## Extracted information:
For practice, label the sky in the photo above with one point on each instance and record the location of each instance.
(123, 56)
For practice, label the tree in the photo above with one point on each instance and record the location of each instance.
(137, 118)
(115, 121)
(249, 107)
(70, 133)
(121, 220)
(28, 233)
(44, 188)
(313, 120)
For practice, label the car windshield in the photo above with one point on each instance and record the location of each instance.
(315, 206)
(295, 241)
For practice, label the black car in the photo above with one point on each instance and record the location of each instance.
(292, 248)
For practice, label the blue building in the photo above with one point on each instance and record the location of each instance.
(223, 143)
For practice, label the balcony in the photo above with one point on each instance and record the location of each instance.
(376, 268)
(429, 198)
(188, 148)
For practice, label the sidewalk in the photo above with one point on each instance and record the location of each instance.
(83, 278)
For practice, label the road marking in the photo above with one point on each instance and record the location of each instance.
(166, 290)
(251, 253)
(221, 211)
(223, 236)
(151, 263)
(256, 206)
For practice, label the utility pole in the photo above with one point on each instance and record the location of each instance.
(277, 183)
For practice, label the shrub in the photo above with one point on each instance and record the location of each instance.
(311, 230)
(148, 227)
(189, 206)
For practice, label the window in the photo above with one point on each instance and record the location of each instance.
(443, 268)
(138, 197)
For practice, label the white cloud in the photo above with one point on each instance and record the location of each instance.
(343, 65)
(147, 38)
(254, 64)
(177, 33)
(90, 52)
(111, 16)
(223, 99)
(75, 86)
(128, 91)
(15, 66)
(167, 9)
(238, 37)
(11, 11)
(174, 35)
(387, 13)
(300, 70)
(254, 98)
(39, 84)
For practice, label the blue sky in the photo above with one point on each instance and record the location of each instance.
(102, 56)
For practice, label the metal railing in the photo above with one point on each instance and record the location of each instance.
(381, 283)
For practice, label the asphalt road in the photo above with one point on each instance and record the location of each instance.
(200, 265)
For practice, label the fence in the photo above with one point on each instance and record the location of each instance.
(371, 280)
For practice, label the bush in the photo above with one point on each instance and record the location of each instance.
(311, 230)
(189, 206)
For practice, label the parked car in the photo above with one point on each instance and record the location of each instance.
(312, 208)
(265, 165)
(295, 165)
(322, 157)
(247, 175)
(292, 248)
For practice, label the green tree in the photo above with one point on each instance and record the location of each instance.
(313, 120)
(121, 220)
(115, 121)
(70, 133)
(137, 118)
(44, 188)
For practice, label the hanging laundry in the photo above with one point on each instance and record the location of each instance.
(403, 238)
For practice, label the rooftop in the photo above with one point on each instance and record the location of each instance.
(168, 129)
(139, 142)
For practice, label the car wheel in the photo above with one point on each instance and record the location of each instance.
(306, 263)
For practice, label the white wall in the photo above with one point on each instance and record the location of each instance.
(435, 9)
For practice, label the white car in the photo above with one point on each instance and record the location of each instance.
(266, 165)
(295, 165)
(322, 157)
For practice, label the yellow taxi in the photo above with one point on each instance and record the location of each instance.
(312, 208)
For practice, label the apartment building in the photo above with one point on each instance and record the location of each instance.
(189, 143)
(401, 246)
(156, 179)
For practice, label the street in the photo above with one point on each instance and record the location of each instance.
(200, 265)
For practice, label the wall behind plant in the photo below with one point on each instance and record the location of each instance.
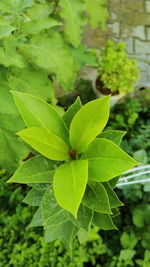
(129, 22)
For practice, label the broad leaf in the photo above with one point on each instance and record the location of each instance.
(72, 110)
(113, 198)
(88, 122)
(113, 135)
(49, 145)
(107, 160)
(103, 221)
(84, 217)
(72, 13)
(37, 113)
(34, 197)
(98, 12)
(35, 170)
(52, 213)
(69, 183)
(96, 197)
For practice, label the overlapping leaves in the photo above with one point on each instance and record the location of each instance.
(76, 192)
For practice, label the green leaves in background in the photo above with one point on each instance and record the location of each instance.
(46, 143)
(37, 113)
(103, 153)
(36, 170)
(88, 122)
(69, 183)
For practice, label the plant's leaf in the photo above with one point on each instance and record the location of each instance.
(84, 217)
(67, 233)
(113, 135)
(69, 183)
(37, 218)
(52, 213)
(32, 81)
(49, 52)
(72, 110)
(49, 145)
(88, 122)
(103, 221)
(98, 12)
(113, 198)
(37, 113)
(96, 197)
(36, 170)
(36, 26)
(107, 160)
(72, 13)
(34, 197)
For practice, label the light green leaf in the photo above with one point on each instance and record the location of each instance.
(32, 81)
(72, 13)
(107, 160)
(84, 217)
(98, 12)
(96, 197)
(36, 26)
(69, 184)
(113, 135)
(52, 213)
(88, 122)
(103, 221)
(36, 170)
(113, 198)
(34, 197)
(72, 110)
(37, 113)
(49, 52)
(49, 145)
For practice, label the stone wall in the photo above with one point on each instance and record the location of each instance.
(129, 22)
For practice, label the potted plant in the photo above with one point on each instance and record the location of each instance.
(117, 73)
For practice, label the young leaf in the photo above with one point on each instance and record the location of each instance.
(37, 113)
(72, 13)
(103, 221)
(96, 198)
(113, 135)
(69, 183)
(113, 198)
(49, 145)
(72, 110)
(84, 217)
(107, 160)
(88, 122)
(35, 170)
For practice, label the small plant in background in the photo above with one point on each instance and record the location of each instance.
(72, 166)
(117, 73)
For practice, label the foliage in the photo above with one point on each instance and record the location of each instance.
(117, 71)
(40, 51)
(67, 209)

--

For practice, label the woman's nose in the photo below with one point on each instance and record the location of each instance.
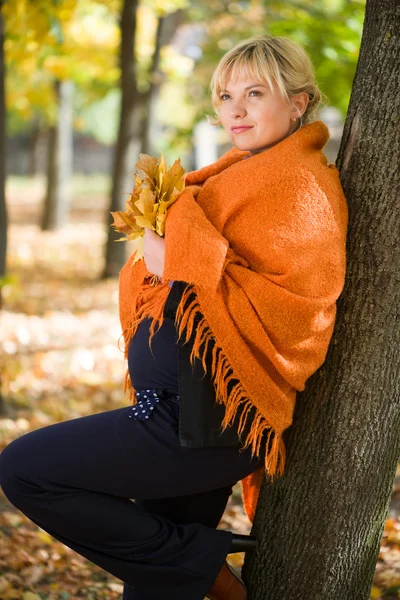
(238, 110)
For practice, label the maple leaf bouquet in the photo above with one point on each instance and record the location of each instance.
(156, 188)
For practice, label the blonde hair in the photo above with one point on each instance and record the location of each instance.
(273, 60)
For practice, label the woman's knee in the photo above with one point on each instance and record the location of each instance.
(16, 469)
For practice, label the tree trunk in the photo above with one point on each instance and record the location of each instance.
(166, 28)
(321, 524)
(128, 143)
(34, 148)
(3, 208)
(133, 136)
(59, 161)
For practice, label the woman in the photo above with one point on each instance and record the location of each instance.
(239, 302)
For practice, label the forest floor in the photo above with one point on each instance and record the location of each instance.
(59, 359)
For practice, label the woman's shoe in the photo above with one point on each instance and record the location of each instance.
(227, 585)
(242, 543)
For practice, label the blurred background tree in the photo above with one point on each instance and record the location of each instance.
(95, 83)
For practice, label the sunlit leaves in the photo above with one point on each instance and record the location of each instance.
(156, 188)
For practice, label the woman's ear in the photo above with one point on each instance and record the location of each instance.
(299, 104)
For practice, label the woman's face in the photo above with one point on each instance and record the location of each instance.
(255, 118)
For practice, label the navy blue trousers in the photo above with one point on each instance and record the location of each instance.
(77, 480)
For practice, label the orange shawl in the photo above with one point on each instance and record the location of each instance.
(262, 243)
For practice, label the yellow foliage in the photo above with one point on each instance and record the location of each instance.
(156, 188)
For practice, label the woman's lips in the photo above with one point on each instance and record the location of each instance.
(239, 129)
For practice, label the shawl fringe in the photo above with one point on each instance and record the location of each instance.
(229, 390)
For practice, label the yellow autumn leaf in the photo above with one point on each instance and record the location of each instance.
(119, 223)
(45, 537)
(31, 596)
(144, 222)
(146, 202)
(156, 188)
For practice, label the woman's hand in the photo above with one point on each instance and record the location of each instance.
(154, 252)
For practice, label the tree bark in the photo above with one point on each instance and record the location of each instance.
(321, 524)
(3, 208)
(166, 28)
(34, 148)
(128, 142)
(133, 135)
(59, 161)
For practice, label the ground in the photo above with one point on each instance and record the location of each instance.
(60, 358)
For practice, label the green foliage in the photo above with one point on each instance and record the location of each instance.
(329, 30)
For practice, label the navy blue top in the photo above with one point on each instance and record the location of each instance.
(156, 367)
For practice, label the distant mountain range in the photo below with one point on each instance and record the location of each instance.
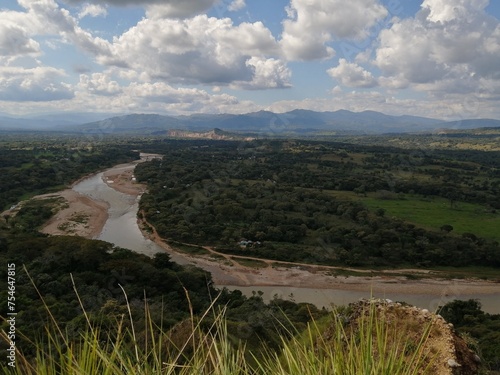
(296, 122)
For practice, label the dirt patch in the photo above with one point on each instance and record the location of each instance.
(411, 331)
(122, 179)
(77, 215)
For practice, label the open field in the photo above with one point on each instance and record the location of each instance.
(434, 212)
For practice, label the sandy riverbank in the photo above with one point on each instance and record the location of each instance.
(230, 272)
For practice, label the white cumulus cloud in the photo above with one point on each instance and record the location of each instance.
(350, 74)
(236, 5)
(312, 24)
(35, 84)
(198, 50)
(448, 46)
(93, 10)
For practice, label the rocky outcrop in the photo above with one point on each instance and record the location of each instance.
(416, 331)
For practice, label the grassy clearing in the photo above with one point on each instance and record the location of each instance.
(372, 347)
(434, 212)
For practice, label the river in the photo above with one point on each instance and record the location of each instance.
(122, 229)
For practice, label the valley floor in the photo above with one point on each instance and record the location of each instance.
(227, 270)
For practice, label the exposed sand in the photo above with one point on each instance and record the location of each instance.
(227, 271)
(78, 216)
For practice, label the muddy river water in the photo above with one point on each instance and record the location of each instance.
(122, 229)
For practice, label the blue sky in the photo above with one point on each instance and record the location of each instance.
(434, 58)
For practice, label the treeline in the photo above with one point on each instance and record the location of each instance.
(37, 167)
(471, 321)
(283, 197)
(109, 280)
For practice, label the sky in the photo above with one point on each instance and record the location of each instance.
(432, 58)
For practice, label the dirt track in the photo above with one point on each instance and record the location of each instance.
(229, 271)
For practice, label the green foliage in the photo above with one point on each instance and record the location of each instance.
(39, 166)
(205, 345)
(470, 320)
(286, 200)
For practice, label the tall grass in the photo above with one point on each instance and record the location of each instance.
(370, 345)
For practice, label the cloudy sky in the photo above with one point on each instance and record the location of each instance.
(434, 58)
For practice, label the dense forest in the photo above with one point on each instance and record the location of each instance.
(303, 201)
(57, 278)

## Work instructions:
Collect every line in the items above that contains the word "background", and copy each of those lines.

## Result below:
For practice, label the green leaves in background in the photo above with one point on each instance and record the location of each instance.
For practice, label the small plant in background in the photo above with one point on each instance and record the location of each instance.
For practice, label the blurred background tree in the photo above with one point on each instance and record the location of each instance.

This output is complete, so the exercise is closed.